_任務清單_
a - 根據文本段落,在和約簽字幾天以後,文中的「我」被派擔任何種工作?
b - 請列出文本段落中所有含「幾」字的時間說法。
c - 請給出關於列寧與「我」之間分歧的文本段落的續寫,從其最後一句之後寫起。

--- 文本段落 ---

上面我用一九一七年的一些例子所說明的情況,可以概括此後的所有年代。我的意思並非說在列寧和我之間沒有分歧。分歧是有的。關於布列斯特——立托夫斯克和約的分歧延續了好幾個星期,而且在好幾天裡具有很尖銳的性質。圍繞著這次分歧堆砌起來的驚人的誇大之詞,已經在我的《文集》第十四卷和該卷註釋裡用文獻加以揭發了。這次分歧在我們私人關係上沒有留下任何不快的陰影。恰恰在和約簽字幾天以後,在弗拉基米爾·伊裡奇的指示下,我被派擔任軍事領導工作。

在職工會問題上的衝突更加尖銳和持久。這個分歧的尖銳正說明當時國家經濟已經走入一個死胡同。但是,作為死胡同出路的新經濟政策是意見完全一致地通過的。[34]幾個月以後,同樣一致地通過了關於職工會的新決議,代替了第十次代表大會的相反決議。

--- 資料片段 ---

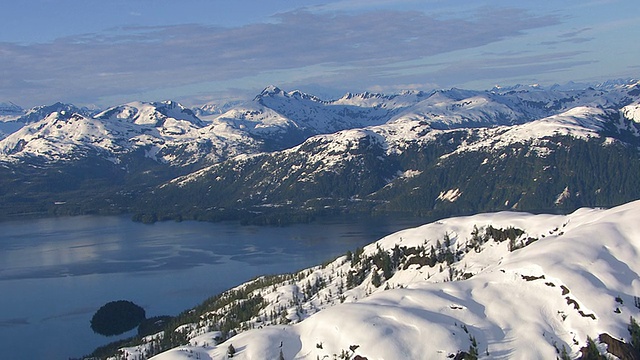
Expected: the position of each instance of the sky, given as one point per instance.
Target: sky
(105, 53)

---

_最終結果_
a - 軍事領導工作。

b - 好幾個星期、好幾天、幾天以後、幾個月以後

c -
如果相信目前黨的歷史學家和理論家,你會以為在革命的最初六年中,完全充滿了關於布列斯特——立托夫斯克和職工會問題的分歧。其他的一切都不存在了:十月起義的準備工作,起義本身,創立政府,創立紅軍,內戰,共產國際的四次代表大會,共產主義宣傳的全部文字工作,外國共產黨和我們自己的黨的領導工作。在所有這些工作上,在這些工作的一切根本問題上,我同列寧是完全團結一致的,除了目前的歷史家所說的兩個重大問題:布列斯特——立托夫斯克和職工會。

斯大林及其僕從竭力把職工會的討論描繪成我對列寧的「尖銳」鬥爭。

這裡是我在一九二一年一月二十六日礦工代表大會上說的話,當時正是這個討論的高潮:

「施略普尼柯夫同志[35]在這裡說——或許我把他的思想表述得粗略了一點——他說:「不要相信託洛茨基同列寧的分歧。他們仍然要團結起來的,而鬥爭將只針對我們!』他說『不要相信』。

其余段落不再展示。